-- SOURCE TEXT follows --

But even the original viaduct, old-fashioned as it may seem now, was a wonder in those days, and the fact that it carried (and still carries) a footpath as well as the railway,

provides Barmouth with a promenade unrivalled in character and in range of panorama of river and mountains and sea anywhere in this country. For a time before it was completely finished a carriage was drawn over the bridge by horses, but in 1867 it was opened for regular traffic, and in the first train which crossed it into Barmouth rode the gentleman, who was under contract to make a meal of the locomotive. If he had forgotten his rash undertaking, he was very soon to receive a startling reminder. On safe arrival on the northern shore, the story goes, he was politely escorted by an official to a table laid for one, and was courteously requested to elect whether he would have the engine roast or boiled. Alas! for the frailty of human nature, more especially where a sense of humour might stand us in good stead. The sceptic, disillusioned, is stated to have failed to appreciate the joke!

Once the estuary was bridged, north of Barmouth, the constructional problems were simpler of solution, and when the contractors reached Minffordd, they were able to take advantage of an earlier engineering enterprise, no less remarkable than any railway building. In former days the sea had covered what is now called the Traeth, the broad valley of the Glaslyn, stretching from the hillocks of Penrhyndeudraeth to Moel-y-Gest, overlooking Portmadoc. The tides then surged several miles up this vale, and washed the walls of Llanfrothen churchyard, while vessels bore their freights almost up to Pont Aberglaslyn. In 1791 Mr. Madocks, following the example of earlier builders of sea walls in the district, purchased the Tan-yr-allt estate, and soon set to work to make dry land of a large part of the ocean bed. He erected what, in the locality, is commonly called a “cob,” the great embankment which runs across the mouth of the former estuary, shut out the sea and recaptured 4,500 acres from its rapacious maw. Behind the shelter of this embankment

(along the top of which the Festiniog Railway runs), the new line was comparatively easily carried over the marshy ground, and no greater gulf had to be bridged than the narrow channel in which the river, flowing down from the bosom of Snowdon, some eight or nine miles away, is now confined.

-- SOURCE TEXT concluded --
-- SUPPLIED INFORMATION follows --

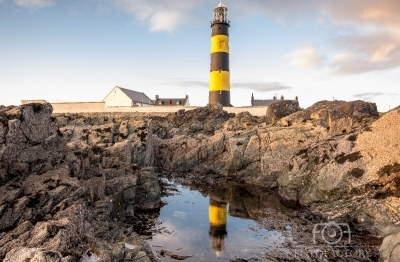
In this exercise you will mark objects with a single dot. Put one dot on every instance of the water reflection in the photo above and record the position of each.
(225, 222)
(217, 216)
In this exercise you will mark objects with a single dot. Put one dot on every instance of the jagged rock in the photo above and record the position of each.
(33, 254)
(338, 117)
(390, 249)
(148, 193)
(280, 109)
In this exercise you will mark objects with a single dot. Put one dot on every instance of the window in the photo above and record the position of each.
(221, 44)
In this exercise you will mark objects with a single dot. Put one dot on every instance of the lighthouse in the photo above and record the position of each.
(219, 67)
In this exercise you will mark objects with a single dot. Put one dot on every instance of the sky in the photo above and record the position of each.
(79, 50)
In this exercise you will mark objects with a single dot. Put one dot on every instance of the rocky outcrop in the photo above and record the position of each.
(66, 185)
(63, 184)
(281, 109)
(338, 117)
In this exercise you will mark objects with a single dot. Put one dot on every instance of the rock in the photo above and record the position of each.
(281, 109)
(148, 195)
(390, 249)
(32, 254)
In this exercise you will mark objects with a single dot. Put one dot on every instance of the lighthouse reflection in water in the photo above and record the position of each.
(215, 223)
(217, 216)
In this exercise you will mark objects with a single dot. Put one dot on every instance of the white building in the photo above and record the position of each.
(124, 97)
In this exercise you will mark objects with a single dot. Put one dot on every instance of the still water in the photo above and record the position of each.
(219, 223)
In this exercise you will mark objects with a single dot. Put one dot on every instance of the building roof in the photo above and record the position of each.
(136, 96)
(174, 101)
(266, 102)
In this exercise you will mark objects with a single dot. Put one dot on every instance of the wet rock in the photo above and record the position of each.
(148, 195)
(390, 249)
(33, 254)
(281, 109)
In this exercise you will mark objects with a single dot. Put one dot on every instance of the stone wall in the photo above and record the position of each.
(78, 107)
(98, 107)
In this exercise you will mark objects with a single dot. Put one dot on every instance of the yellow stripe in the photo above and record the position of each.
(220, 43)
(219, 80)
(217, 215)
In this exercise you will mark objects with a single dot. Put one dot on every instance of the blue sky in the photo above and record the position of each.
(315, 49)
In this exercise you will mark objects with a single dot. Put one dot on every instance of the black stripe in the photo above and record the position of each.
(219, 29)
(219, 61)
(223, 97)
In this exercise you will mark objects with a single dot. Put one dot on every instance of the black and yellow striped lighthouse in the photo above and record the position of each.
(219, 71)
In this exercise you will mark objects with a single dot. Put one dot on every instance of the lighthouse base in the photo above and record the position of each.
(222, 97)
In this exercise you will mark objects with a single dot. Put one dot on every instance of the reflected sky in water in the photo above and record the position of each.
(188, 231)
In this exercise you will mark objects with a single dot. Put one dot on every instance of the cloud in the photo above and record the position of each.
(371, 95)
(34, 4)
(187, 83)
(306, 57)
(361, 54)
(158, 15)
(258, 86)
(366, 12)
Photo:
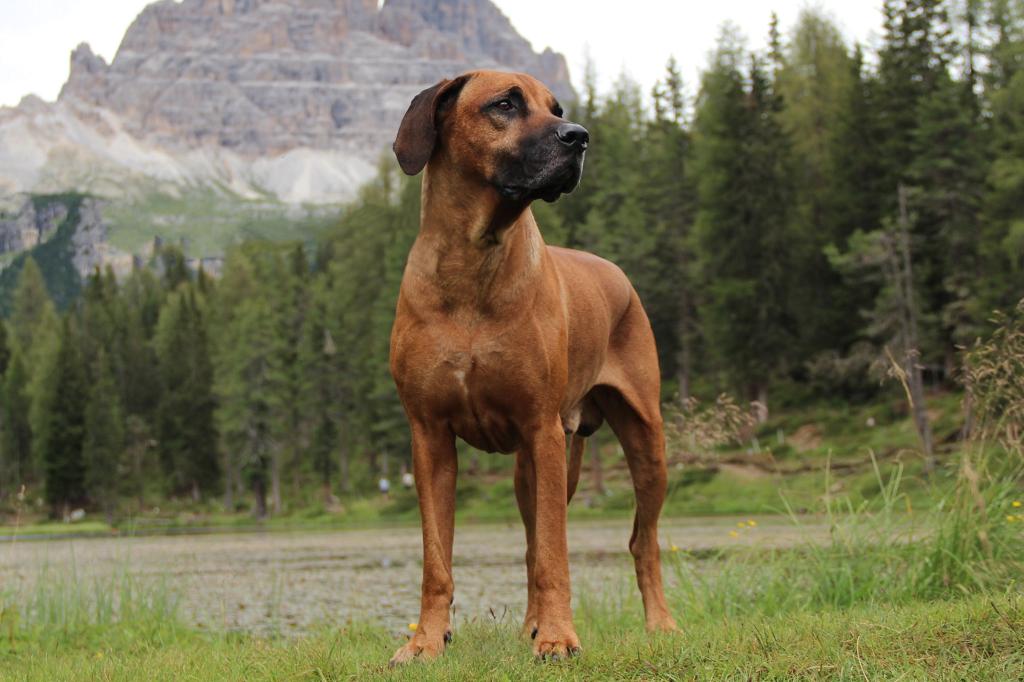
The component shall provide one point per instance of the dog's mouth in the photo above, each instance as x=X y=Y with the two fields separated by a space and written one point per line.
x=548 y=184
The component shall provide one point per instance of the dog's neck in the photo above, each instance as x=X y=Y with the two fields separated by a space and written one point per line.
x=477 y=250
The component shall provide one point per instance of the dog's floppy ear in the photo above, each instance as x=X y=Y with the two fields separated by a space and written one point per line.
x=418 y=132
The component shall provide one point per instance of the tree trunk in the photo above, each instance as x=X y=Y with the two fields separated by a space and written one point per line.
x=909 y=324
x=684 y=357
x=596 y=472
x=761 y=401
x=259 y=492
x=228 y=484
x=275 y=480
x=344 y=480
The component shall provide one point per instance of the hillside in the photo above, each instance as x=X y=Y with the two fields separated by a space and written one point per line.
x=219 y=120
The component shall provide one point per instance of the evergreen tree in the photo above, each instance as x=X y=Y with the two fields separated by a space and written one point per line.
x=185 y=430
x=61 y=425
x=103 y=444
x=742 y=165
x=15 y=432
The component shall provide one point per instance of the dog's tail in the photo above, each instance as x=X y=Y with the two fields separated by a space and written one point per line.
x=577 y=449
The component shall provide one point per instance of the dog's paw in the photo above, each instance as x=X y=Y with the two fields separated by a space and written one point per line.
x=662 y=624
x=529 y=628
x=420 y=648
x=549 y=644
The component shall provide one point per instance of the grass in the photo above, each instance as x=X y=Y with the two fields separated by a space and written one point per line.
x=935 y=594
x=977 y=638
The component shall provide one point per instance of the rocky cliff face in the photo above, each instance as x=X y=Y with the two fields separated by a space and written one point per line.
x=29 y=225
x=295 y=98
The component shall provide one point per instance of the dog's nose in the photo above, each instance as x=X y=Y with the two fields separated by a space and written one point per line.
x=572 y=134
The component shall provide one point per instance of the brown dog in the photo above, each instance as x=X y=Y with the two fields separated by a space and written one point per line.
x=511 y=344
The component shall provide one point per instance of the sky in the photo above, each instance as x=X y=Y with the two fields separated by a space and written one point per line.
x=636 y=37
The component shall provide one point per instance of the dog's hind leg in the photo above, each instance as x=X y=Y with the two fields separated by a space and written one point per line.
x=435 y=466
x=643 y=443
x=525 y=497
x=577 y=450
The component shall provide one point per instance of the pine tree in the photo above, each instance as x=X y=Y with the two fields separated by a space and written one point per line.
x=1001 y=243
x=817 y=81
x=103 y=444
x=61 y=426
x=185 y=430
x=15 y=431
x=742 y=165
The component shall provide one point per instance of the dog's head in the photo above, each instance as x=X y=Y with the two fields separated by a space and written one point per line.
x=506 y=129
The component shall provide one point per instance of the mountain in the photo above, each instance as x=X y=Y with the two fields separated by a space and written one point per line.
x=289 y=100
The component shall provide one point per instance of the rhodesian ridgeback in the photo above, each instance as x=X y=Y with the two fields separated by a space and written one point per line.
x=514 y=346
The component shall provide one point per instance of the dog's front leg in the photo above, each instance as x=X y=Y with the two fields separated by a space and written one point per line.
x=435 y=467
x=555 y=634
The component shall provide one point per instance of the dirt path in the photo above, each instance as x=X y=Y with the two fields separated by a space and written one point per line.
x=291 y=582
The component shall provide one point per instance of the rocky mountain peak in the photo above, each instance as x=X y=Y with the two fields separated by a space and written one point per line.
x=295 y=98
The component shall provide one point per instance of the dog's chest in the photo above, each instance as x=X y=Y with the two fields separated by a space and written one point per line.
x=479 y=383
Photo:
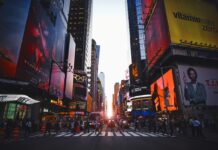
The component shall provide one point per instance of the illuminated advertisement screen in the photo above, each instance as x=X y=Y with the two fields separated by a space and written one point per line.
x=163 y=92
x=146 y=7
x=141 y=105
x=12 y=26
x=69 y=76
x=36 y=50
x=80 y=85
x=57 y=82
x=133 y=73
x=199 y=85
x=129 y=106
x=78 y=105
x=192 y=25
x=157 y=35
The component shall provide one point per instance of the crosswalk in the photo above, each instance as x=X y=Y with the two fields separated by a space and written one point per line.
x=107 y=134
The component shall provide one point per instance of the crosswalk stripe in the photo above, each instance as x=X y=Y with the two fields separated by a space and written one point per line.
x=94 y=134
x=102 y=134
x=87 y=134
x=142 y=134
x=132 y=133
x=61 y=134
x=126 y=134
x=110 y=134
x=161 y=135
x=118 y=134
x=78 y=134
x=68 y=135
x=37 y=135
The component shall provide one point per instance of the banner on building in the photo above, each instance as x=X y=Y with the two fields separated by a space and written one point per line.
x=199 y=85
x=163 y=92
x=193 y=26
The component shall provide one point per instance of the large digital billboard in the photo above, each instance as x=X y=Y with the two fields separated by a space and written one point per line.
x=57 y=82
x=198 y=25
x=199 y=85
x=163 y=92
x=146 y=8
x=80 y=85
x=156 y=35
x=69 y=75
x=36 y=51
x=12 y=26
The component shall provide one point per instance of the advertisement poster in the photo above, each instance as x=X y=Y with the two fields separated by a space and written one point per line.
x=193 y=25
x=36 y=51
x=12 y=26
x=69 y=75
x=163 y=92
x=57 y=82
x=199 y=85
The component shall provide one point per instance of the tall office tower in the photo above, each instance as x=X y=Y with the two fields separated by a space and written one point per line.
x=136 y=29
x=94 y=70
x=79 y=26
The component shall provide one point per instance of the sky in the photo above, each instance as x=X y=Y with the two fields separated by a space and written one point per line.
x=110 y=31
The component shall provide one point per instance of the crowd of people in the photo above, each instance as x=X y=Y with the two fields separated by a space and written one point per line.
x=171 y=126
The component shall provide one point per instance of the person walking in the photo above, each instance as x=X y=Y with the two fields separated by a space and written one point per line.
x=48 y=128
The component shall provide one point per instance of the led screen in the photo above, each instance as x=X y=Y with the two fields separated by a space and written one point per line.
x=163 y=92
x=12 y=26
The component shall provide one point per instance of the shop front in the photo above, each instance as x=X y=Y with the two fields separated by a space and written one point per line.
x=16 y=106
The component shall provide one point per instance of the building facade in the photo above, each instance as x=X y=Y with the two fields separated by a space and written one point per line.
x=179 y=61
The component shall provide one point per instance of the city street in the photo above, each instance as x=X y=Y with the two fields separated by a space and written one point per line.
x=127 y=140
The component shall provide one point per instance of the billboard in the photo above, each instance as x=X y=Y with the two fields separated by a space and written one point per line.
x=192 y=25
x=69 y=75
x=163 y=92
x=157 y=35
x=80 y=85
x=146 y=8
x=36 y=51
x=12 y=26
x=56 y=82
x=199 y=85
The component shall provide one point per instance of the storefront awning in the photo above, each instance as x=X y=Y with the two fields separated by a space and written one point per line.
x=19 y=98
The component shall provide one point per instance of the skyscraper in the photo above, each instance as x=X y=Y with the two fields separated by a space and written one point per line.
x=136 y=29
x=79 y=26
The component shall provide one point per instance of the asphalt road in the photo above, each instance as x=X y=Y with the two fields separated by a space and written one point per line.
x=109 y=143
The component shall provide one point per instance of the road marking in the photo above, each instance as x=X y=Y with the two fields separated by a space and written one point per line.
x=61 y=134
x=102 y=134
x=87 y=134
x=118 y=134
x=110 y=134
x=37 y=135
x=78 y=134
x=153 y=135
x=69 y=134
x=142 y=134
x=126 y=134
x=132 y=133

-- SUPPLIED INFORMATION concluded --

QUESTIONS TO ANSWER
**1.** Copy from the Barmouth railway passage, beginning at the words "(along the top" and stopping after "is now confined.".
**2.** Answer these from the Barmouth railway passage:
(a) In what year was the viaduct opened for regular traffic?
(b) In what year did Mr. Madocks purchase the Tan-yr-allt estate?
(c) How many acres did the embankment recapture from the sea?
**3.** Pick up the Barmouth railway passage after its last sentence and continue it.

PER-TASK OUTPUTS
**1.**
(along the top of which the Festiniog Railway runs), the new line was comparatively easily carried over the marshy ground, and no greater gulf had to be bridged than the narrow channel in which the river, flowing down from the bosom of Snowdon, some eight or nine miles away, is now confined.

**2.**
(a) 1867
(b) 1791
(c) 4,500 acres

**3.**
But there were other difficulties to be faced—difficulties not so easily overcome as even mountain torrents and sandy estuaries. The hand of the law was heavy upon the constructors, and even when the line was practically ready for opening, so long a delay took place in settling outstanding claims that the track became almost derelict. For these were anxious days for railway promoters. The rosy promise of rich revenues from remote Welsh lines failed to mature, and Mr. Savin, heavily weighted with the immensity of his undertakings, and crushed by the costly construction of his great hotels, sank under the burden. He faced his financial embarrassments with characteristic pluck, but it was a dark hour in the annals of British finance far beyond the boundaries of the Principality, amidst which came the sensational failure of the Overend and Gurney Bank, and, so far as the Welsh Coast Railway in particular was concerned, the interminable legal wrangles not only cost money, but postponed the hour at which the line could earn its keep.

Even under these adverse circumstances trains did occasionally run, carrying pigs from Pwllheli, or a small load of coal or timber for some outlying farmer or builder, or a passenger or two willing to take the risk of an adventurous journey liable at any moment to be brought to a sudden termination by the barriers of the bailiffs. But even bailiffs are human; and at night, when they slept, or were turned away by subtle hospitality at some neighbouring hostelry, journeys could be made, dashing down from Portmadoc to Barmouth and back with all the exhilaration of a secret expedition.